**Assigned task 1**
In the passage on pulse oximeters for childhood pneumonia, why are these devices expected to improve pneumonia diagnoses? Answer in one to three sentences.
**Assigned task 2**
How would you put this sentence from the passage on pulse oximeters for childhood pneumonia into Spanish: "Reducing pneumonia related childhood deaths is a global priority."
**Assigned task 3**
Can you reproduce the passage on pulse oximeters for childhood pneumonia word for word, starting at "There are more" and ending at "five high-disease-burden countries."?

**Document segment**
▼

There are more than 150 million episodes of pneumonia each year in children under 5, resulting in nearly 1 million deaths, making it the leading cause of death in children worldwide. Reducing pneumonia related childhood deaths is a global priority. Currently, only 54 percent of children with pneumonia are taken to qualified healthcare providers and even fewer receive appropriate treatment. Linking children to accurate diagnostics and life-saving treatments is expected to significantly reduce pneumonia-related deaths. Pulse oximeters are low-cost devices expected to improve pneumonia diagnoses through the accurate identification of children needing oxygen, a life-saving treatment. SDG’s global health arm, Applied Strategies, provided significant analytical insight that informed decisions for how best to develop and deliver pulse oximeters to five high-disease-burden countries.
Discovery & Solutions:
We conducted an extensive literature review and leveraged work by our clients’ partners on similar products to develop pulse oximeter product profiles. Many experts, ranging from partners at UNICEF and the World Health Organization to academicians and practicing clinicians, helped refine these profiles. Based on the product profiles, several pulse oximeters were prioritized and interviews were conducted with their manufacturers to understand potential supply capacity, expected device and probe durability, and potential product improvements. We then developed methodology, models, and data to forecast demand in two different settings: frontline community healthcare workers (CHWs) and primary healthcare facilities (PHFs).

▲

**Excerpted records**
▼

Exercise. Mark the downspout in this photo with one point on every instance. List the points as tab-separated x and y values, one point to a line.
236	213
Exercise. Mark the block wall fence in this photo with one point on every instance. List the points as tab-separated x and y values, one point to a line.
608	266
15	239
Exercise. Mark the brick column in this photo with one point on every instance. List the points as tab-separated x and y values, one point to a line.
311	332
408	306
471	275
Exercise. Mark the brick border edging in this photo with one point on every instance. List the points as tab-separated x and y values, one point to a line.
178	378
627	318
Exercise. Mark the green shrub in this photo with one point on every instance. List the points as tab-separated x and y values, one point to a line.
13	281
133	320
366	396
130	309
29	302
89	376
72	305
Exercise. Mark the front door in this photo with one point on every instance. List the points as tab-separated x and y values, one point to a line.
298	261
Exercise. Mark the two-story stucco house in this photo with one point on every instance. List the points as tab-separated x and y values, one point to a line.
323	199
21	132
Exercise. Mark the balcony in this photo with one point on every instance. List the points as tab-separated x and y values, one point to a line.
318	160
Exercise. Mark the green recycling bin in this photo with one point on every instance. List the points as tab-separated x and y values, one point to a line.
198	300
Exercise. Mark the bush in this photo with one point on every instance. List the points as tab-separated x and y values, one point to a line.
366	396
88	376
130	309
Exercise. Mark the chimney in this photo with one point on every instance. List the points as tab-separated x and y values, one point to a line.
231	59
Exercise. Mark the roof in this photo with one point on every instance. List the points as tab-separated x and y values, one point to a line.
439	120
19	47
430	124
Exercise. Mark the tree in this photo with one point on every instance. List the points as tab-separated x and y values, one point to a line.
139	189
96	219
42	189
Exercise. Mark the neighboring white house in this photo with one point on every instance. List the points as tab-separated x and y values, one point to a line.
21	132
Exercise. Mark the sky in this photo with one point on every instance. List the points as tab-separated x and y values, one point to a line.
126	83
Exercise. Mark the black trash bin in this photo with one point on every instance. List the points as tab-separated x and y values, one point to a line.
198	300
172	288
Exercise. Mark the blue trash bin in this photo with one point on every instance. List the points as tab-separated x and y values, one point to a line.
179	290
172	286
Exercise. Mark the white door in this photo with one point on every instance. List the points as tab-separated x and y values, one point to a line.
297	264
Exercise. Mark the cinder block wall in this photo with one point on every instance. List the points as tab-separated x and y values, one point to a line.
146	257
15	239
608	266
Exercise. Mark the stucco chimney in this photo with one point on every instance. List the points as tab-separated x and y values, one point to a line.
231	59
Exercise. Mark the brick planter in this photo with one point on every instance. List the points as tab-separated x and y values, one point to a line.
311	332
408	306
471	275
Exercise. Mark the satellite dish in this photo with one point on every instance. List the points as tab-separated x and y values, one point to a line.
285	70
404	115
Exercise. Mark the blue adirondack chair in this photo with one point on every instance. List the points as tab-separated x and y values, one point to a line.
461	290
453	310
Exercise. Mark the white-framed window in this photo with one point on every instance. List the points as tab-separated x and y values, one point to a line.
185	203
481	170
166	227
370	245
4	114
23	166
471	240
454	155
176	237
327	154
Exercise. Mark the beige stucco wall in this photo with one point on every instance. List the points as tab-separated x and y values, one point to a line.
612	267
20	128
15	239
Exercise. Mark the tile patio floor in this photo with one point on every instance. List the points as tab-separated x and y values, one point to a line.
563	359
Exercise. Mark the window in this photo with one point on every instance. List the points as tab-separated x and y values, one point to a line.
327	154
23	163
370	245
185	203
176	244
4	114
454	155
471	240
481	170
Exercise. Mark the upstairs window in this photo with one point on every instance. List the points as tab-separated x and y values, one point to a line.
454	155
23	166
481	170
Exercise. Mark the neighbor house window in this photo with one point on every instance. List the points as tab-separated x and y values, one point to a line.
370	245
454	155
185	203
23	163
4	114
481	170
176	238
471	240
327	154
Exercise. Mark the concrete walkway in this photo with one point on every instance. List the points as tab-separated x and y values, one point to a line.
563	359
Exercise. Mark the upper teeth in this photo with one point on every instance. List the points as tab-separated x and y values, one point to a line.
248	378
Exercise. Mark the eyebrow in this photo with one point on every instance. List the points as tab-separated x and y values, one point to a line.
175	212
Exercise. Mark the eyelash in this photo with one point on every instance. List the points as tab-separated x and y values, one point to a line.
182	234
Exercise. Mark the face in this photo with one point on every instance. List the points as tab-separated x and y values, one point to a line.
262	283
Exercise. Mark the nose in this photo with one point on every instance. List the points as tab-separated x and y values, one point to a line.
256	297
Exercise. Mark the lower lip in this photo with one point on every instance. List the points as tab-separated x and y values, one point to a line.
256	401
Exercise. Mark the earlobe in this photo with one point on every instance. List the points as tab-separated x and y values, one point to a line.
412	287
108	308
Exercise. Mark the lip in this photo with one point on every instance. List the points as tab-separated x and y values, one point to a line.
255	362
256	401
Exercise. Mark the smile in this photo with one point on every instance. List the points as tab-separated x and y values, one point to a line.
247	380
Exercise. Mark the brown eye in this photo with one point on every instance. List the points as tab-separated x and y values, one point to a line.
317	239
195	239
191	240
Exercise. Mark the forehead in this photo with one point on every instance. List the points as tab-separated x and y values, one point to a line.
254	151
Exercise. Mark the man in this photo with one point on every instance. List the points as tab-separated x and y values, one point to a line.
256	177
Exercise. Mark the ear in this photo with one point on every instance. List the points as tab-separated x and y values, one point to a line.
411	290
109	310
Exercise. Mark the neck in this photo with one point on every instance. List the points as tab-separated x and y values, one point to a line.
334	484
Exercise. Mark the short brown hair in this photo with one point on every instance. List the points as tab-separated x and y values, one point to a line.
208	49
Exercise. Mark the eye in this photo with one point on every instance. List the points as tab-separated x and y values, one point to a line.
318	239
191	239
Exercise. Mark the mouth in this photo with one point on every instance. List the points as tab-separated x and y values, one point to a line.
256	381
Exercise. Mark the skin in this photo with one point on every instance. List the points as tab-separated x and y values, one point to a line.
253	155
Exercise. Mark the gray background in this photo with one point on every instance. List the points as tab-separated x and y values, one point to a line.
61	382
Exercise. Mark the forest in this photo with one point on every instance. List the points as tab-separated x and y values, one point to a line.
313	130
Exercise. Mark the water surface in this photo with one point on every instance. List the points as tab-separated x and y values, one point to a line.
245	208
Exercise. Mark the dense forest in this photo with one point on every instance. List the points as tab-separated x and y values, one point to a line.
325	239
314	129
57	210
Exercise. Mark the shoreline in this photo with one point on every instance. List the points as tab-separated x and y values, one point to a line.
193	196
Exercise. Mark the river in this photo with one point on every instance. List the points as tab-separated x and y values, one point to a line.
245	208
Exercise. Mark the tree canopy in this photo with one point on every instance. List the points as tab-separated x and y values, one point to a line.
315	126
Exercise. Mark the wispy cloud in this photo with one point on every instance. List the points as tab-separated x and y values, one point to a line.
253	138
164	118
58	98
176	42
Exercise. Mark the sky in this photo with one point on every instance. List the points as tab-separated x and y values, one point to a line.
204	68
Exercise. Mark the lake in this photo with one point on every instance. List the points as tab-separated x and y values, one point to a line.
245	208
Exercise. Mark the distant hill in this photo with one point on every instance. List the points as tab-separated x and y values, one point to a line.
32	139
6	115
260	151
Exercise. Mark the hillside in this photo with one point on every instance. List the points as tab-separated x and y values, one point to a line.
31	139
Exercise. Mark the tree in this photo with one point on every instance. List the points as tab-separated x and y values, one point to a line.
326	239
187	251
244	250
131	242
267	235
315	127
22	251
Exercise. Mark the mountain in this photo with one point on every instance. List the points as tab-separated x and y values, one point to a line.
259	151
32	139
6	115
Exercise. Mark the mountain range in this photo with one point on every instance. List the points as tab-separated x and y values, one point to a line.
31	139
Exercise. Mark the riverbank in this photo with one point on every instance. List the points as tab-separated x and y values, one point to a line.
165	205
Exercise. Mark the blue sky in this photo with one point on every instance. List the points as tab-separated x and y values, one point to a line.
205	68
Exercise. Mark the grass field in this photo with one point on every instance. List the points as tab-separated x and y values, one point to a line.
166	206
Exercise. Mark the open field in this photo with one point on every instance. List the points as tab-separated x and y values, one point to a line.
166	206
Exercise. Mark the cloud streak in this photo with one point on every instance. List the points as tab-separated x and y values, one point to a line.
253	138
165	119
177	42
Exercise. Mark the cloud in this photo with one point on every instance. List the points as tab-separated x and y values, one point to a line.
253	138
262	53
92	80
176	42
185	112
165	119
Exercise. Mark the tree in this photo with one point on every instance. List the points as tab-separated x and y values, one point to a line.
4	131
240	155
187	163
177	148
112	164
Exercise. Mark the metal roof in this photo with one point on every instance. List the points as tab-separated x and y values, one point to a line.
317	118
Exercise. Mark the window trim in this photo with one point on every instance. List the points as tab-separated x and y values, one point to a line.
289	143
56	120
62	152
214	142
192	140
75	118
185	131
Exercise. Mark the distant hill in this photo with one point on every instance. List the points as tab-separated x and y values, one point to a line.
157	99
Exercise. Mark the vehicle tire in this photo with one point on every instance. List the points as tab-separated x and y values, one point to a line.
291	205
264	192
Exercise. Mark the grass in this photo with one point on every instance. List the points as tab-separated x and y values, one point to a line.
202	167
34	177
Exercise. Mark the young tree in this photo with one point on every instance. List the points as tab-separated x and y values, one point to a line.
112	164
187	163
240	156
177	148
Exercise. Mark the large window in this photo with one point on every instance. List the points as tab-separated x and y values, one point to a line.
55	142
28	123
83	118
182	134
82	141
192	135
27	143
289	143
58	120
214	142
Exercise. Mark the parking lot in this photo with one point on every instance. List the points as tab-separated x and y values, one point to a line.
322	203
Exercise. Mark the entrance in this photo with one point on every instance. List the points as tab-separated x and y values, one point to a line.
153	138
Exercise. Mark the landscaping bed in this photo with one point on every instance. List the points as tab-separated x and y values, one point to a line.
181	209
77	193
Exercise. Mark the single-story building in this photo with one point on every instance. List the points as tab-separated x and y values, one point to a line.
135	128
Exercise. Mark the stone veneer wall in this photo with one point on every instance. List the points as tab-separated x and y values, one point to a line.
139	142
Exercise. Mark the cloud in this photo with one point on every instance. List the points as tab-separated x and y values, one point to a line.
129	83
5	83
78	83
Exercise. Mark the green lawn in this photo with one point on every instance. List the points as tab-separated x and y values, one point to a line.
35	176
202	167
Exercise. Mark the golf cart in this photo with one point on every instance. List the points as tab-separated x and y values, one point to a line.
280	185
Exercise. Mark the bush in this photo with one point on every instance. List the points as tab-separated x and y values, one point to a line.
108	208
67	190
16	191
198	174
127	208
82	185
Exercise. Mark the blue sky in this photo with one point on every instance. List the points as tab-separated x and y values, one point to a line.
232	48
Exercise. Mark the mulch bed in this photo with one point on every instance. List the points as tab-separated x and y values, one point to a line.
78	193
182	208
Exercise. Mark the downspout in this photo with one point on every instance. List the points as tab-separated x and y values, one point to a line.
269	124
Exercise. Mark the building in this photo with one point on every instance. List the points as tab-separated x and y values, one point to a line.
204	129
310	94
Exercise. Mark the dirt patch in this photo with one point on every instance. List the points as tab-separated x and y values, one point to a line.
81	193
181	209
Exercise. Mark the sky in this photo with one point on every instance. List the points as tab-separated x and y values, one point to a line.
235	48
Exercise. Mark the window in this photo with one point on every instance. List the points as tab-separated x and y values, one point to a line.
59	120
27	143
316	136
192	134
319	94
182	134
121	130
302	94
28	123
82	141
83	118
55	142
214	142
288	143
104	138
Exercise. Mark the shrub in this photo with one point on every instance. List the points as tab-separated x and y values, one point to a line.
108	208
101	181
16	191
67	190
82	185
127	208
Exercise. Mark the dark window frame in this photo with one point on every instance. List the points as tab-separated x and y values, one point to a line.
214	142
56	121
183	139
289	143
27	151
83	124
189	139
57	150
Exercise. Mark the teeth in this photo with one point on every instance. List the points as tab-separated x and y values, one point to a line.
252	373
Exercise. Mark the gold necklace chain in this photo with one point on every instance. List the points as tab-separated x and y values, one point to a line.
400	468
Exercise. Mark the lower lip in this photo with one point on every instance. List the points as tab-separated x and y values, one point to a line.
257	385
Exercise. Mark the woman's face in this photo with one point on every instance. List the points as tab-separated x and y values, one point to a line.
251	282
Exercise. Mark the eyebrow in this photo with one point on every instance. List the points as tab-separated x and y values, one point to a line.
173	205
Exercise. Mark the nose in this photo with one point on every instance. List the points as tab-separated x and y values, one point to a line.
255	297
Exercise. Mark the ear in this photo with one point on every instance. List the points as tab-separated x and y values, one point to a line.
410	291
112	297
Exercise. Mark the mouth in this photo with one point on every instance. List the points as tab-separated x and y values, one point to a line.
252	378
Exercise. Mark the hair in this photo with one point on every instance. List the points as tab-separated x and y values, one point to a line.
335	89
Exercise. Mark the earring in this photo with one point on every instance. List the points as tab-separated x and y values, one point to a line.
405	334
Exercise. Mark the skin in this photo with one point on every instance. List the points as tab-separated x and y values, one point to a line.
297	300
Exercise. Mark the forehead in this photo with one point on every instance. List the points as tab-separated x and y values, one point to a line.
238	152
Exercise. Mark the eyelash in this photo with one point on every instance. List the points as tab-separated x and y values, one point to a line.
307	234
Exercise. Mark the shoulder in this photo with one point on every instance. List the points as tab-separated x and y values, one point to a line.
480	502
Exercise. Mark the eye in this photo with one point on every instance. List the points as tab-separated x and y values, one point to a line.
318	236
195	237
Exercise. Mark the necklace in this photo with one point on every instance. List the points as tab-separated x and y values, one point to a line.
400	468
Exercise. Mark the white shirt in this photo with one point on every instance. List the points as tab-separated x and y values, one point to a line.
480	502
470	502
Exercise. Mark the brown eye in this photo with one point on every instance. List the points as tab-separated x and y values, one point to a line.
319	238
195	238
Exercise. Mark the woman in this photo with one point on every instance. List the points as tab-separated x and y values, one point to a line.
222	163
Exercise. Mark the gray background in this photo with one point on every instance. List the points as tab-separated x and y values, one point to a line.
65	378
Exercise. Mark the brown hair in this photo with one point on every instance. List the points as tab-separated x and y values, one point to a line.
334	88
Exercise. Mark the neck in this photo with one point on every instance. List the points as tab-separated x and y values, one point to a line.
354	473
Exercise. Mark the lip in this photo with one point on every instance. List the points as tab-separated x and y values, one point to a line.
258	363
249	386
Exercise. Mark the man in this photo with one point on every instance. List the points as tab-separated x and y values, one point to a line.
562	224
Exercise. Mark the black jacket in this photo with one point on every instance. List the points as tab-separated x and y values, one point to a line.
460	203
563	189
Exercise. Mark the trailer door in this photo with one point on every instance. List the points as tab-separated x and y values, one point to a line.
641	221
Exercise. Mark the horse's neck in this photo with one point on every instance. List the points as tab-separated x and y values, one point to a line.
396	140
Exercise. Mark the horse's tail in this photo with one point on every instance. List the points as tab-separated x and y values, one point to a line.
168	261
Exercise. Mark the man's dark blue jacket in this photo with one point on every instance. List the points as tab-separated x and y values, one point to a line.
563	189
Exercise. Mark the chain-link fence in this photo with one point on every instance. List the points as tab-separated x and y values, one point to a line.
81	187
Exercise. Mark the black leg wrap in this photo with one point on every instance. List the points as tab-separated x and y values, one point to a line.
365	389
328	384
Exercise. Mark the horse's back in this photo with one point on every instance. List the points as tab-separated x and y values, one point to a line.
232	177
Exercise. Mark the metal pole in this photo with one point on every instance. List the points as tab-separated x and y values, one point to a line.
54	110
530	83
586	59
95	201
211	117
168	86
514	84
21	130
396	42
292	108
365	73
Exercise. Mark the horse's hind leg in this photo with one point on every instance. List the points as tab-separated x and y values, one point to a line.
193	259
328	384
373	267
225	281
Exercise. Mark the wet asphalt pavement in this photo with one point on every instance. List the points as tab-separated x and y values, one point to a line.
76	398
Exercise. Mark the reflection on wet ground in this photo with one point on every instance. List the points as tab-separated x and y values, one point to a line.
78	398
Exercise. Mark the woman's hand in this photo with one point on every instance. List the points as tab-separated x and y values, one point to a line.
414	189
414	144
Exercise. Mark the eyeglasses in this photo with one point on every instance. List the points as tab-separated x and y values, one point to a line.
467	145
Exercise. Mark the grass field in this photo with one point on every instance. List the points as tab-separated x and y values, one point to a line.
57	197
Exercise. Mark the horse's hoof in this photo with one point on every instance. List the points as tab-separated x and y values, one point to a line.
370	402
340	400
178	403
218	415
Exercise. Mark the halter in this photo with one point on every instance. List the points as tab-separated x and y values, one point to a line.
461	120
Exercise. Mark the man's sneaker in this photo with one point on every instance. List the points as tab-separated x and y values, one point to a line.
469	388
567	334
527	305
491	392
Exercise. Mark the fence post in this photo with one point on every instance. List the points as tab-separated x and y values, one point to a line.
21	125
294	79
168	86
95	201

▲

**Written answer 1**
They are expected to improve pneumonia diagnoses because they accurately identify children who need oxygen, which is a life-saving treatment.

**Written answer 2**
Reducir las muertes infantiles relacionadas con la neumonía es una prioridad mundial.

**Written answer 3**
There are more than 150 million episodes of pneumonia each year in children under 5, resulting in nearly 1 million deaths, making it the leading cause of death in children worldwide. Reducing pneumonia related childhood deaths is a global priority. Currently, only 54 percent of children with pneumonia are taken to qualified healthcare providers and even fewer receive appropriate treatment. Linking children to accurate diagnostics and life-saving treatments is expected to significantly reduce pneumonia-related deaths. Pulse oximeters are low-cost devices expected to improve pneumonia diagnoses through the accurate identification of children needing oxygen, a life-saving treatment. SDG’s global health arm, Applied Strategies, provided significant analytical insight that informed decisions for how best to develop and deliver pulse oximeters to five high-disease-burden countries.